**What is needed**. Every line of the material below in which "window" shows up is to be located and copied.

**Dataset excerpts**.
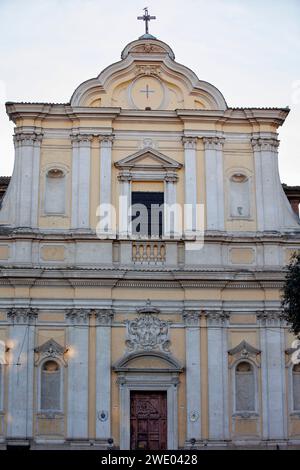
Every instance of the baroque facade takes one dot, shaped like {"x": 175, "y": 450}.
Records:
{"x": 85, "y": 355}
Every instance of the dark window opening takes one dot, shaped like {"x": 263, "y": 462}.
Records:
{"x": 147, "y": 213}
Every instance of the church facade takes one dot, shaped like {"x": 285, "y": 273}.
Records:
{"x": 163, "y": 335}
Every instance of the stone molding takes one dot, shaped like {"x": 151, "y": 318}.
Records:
{"x": 147, "y": 333}
{"x": 263, "y": 144}
{"x": 189, "y": 142}
{"x": 103, "y": 317}
{"x": 244, "y": 351}
{"x": 148, "y": 70}
{"x": 213, "y": 143}
{"x": 217, "y": 318}
{"x": 22, "y": 315}
{"x": 83, "y": 140}
{"x": 78, "y": 316}
{"x": 50, "y": 350}
{"x": 191, "y": 318}
{"x": 28, "y": 139}
{"x": 270, "y": 318}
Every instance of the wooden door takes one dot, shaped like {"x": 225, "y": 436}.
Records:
{"x": 148, "y": 420}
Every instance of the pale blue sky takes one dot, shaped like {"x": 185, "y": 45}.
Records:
{"x": 249, "y": 49}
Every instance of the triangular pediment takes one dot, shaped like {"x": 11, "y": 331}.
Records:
{"x": 148, "y": 158}
{"x": 243, "y": 348}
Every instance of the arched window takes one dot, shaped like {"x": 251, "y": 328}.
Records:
{"x": 296, "y": 387}
{"x": 239, "y": 195}
{"x": 244, "y": 387}
{"x": 50, "y": 386}
{"x": 55, "y": 192}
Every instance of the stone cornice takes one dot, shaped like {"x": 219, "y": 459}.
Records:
{"x": 62, "y": 111}
{"x": 78, "y": 316}
{"x": 22, "y": 315}
{"x": 263, "y": 144}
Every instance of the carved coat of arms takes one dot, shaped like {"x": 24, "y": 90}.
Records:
{"x": 146, "y": 333}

**Written response**.
Every instance of the dark window opening takes one dot, shaped like {"x": 263, "y": 462}.
Every instance of the arched window takes one dot, shaped like {"x": 251, "y": 328}.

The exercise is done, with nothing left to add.